### Exercise brief
Format the lines of the rows below as a JSON list of strings, one string per line with blank lines omitted, starting at the line that contains "like point(178, 32)." and ending at the line that contains "point(89, 83)", both included.

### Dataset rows
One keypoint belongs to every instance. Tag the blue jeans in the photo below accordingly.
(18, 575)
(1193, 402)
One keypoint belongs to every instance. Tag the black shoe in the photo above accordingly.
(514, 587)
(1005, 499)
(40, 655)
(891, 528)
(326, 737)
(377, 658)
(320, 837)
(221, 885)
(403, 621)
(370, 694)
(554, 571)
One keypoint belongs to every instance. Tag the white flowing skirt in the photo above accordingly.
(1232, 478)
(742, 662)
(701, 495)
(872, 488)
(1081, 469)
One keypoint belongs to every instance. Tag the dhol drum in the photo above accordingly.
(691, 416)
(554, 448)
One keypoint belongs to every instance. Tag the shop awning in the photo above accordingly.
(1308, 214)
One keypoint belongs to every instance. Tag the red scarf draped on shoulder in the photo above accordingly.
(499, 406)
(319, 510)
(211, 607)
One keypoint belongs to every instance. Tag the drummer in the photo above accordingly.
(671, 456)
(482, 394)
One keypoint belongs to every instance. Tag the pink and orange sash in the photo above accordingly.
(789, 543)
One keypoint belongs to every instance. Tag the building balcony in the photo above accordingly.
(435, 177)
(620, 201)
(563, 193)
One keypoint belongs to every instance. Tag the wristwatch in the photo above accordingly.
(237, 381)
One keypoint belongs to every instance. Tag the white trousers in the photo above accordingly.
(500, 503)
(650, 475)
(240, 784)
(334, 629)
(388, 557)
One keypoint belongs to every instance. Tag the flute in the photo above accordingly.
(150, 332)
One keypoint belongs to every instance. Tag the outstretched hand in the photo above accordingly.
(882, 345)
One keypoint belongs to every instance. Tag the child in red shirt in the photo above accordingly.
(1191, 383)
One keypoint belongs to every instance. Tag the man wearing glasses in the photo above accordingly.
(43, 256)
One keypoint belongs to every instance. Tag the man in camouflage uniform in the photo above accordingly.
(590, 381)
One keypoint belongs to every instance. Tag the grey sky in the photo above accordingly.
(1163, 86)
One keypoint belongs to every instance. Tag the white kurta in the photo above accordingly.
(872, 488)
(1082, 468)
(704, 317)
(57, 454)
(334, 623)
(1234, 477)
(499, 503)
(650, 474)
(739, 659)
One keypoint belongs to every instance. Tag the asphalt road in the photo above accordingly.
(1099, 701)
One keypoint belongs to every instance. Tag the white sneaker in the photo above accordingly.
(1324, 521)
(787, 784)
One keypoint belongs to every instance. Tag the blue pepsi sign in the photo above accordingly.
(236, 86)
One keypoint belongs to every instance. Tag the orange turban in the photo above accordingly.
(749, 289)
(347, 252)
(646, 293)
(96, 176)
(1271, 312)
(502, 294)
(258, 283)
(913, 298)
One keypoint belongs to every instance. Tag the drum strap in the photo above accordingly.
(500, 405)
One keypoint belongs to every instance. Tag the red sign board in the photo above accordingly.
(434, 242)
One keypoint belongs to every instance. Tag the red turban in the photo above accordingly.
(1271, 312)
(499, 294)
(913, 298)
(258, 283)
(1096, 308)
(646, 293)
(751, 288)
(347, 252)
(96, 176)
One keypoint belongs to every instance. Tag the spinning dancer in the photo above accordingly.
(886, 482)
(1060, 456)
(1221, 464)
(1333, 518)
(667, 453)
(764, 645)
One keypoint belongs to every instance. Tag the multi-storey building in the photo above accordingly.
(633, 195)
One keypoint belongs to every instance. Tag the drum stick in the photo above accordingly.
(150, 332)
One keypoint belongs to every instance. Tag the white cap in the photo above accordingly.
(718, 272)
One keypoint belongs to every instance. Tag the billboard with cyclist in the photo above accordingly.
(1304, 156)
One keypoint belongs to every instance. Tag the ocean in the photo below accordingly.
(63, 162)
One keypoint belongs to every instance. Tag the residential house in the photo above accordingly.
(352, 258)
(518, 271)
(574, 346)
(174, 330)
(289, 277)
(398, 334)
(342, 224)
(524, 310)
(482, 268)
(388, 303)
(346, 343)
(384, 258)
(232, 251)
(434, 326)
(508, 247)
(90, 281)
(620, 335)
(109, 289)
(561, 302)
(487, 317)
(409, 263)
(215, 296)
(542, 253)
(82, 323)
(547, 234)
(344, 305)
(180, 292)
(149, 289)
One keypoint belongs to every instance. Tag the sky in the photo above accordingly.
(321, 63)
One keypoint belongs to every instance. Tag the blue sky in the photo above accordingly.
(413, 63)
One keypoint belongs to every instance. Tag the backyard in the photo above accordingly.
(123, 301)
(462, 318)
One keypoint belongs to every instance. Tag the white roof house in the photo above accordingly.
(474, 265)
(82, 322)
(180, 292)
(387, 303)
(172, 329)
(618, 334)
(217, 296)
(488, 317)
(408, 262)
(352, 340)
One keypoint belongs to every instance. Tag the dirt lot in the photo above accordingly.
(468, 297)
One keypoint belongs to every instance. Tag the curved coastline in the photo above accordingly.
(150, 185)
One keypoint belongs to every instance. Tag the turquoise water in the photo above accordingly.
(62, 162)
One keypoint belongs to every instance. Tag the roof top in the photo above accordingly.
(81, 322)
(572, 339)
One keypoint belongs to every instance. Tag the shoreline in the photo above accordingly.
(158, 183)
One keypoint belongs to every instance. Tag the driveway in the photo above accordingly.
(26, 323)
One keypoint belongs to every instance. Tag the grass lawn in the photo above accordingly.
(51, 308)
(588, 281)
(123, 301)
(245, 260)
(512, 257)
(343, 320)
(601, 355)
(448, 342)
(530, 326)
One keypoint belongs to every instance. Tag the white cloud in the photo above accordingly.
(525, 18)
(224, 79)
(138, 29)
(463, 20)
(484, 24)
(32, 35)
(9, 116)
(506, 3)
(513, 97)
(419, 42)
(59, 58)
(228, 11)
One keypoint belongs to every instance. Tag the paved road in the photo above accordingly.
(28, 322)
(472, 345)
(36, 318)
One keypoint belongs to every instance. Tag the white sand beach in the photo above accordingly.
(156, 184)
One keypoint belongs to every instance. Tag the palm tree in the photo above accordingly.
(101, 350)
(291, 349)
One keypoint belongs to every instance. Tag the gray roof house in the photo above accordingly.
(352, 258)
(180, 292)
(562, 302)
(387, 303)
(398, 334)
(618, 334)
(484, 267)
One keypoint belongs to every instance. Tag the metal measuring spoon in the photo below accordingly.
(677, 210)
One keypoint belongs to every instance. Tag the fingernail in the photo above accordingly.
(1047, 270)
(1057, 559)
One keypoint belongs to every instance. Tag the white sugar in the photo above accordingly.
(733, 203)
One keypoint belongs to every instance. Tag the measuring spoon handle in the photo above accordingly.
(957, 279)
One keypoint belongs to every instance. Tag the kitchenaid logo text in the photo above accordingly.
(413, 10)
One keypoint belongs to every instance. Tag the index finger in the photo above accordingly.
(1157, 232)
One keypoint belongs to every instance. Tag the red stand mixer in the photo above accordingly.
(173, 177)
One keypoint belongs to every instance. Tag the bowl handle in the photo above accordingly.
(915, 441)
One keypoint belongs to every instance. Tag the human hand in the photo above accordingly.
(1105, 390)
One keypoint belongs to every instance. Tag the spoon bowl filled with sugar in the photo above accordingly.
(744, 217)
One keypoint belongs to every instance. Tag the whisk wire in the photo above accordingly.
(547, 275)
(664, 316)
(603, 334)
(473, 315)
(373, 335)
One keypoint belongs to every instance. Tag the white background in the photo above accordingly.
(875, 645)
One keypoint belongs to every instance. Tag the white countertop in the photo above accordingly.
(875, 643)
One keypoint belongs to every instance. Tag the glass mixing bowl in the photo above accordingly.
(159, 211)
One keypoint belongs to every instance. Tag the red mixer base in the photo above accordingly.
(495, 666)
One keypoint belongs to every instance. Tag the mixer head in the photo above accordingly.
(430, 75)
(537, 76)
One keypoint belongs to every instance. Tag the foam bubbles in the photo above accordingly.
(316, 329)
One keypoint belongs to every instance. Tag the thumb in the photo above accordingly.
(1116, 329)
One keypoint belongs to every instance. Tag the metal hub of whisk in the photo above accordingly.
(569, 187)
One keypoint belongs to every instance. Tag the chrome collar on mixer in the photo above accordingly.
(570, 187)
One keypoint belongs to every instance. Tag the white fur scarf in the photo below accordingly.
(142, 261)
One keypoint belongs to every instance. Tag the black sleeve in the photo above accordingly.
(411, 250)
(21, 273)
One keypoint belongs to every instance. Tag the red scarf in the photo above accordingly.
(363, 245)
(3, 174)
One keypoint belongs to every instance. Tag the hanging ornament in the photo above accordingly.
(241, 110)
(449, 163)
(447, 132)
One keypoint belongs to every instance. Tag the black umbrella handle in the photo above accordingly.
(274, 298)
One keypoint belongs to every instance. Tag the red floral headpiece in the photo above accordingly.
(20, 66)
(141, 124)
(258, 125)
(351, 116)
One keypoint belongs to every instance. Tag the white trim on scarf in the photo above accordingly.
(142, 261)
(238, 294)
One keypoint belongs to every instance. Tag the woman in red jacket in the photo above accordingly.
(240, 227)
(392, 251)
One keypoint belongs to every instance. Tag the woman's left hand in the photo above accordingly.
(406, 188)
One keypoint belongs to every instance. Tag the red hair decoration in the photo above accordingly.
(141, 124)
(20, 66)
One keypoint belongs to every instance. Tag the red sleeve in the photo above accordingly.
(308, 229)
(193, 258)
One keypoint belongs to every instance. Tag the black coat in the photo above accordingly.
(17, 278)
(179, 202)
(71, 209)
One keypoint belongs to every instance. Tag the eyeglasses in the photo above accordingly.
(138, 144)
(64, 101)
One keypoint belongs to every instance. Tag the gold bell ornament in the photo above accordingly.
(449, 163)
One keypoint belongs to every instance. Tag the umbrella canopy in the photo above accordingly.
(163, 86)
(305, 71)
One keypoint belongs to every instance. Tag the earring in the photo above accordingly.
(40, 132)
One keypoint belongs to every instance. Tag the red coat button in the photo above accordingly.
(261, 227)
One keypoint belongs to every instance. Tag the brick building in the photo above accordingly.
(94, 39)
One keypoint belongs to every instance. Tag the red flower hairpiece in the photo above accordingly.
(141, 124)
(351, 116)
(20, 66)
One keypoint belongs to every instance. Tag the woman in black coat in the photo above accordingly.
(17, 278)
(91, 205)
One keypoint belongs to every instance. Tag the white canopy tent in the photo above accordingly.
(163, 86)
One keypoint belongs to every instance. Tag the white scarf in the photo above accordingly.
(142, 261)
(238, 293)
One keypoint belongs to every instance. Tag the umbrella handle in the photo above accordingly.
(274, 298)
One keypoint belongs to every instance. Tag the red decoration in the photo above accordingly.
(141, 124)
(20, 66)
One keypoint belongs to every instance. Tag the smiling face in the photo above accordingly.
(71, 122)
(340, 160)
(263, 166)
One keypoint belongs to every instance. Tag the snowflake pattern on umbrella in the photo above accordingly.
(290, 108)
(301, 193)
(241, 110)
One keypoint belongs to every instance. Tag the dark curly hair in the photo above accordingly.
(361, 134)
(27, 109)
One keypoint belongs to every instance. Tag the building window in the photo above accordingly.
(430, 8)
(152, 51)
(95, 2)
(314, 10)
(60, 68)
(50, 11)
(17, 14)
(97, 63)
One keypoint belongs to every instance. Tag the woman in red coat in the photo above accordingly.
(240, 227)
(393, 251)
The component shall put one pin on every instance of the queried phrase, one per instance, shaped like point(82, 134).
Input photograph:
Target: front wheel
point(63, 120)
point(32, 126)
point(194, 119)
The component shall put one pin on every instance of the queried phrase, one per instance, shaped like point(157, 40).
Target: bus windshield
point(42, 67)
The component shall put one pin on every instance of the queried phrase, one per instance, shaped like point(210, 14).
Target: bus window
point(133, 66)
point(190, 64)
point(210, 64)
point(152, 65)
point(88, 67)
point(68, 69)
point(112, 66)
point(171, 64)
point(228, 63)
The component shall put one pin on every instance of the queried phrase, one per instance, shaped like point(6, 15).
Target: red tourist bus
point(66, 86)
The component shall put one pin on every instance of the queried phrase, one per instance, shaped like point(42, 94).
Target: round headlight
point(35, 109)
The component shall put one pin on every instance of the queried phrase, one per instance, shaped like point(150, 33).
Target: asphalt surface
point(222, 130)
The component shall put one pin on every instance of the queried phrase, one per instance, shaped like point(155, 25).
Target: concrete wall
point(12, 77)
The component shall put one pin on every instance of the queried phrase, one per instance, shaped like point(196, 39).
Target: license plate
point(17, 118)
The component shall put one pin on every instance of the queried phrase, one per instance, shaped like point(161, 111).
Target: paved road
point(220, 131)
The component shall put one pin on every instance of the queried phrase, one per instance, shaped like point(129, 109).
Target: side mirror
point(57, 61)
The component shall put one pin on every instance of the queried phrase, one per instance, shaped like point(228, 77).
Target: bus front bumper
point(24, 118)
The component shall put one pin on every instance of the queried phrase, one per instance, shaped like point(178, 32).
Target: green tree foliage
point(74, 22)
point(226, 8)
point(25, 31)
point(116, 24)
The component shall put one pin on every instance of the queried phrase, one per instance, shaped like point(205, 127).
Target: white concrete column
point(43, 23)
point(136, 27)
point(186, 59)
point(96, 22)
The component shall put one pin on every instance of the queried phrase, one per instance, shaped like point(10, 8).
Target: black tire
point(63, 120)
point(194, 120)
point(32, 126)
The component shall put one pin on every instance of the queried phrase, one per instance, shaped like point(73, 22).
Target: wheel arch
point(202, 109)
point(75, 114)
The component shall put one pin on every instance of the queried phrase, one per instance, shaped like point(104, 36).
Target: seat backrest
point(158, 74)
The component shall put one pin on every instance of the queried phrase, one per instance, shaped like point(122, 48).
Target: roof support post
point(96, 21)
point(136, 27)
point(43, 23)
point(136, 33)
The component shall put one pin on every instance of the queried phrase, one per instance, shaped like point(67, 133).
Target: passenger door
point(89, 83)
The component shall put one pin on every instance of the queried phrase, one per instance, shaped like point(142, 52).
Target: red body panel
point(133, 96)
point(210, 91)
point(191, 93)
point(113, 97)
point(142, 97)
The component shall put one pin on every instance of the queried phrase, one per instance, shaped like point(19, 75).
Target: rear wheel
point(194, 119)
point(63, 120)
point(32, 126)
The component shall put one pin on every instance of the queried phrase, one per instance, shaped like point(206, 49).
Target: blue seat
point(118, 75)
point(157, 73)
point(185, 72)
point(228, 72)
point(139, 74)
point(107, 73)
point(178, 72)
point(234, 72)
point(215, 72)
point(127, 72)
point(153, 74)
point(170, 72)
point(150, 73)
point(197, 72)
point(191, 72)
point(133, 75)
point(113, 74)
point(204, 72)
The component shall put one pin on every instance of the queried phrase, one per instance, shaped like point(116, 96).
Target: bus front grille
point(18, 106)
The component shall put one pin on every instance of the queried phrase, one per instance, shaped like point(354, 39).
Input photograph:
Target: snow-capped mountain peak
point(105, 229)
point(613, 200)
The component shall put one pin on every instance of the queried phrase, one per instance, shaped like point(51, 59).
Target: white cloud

### Written reply
[
  "The component shall put one pin on every instance of the queried phrase, one per instance, shaped like point(178, 32).",
  "Target: green tree foliage",
  "point(74, 22)",
  "point(226, 8)",
  "point(25, 31)",
  "point(116, 24)",
  "The component shall put one pin on every instance of the queried phrase, one per instance, shaped like point(205, 127).",
  "Target: white concrete column",
  "point(43, 23)",
  "point(136, 27)",
  "point(186, 59)",
  "point(96, 22)",
  "The component shall put one pin on every instance of the queried phrase, one per instance, shaped like point(10, 8).",
  "Target: black tire",
  "point(63, 120)",
  "point(194, 120)",
  "point(32, 126)",
  "The component shall put one pin on every instance of the queried phrase, one per instance, shaped like point(73, 22).",
  "Target: wheel arch",
  "point(202, 109)",
  "point(75, 114)",
  "The component shall put one pin on every instance of the queried phrase, one per instance, shaped like point(104, 36).",
  "Target: seat backrest",
  "point(158, 74)",
  "The component shall put one pin on every instance of the queried phrase, one per instance, shaped like point(122, 48).",
  "Target: roof support post",
  "point(96, 21)",
  "point(136, 27)",
  "point(43, 23)",
  "point(136, 33)",
  "The component shall put one pin on every instance of the queried phrase, one per instance, shaped like point(67, 133).",
  "Target: passenger door",
  "point(89, 83)"
]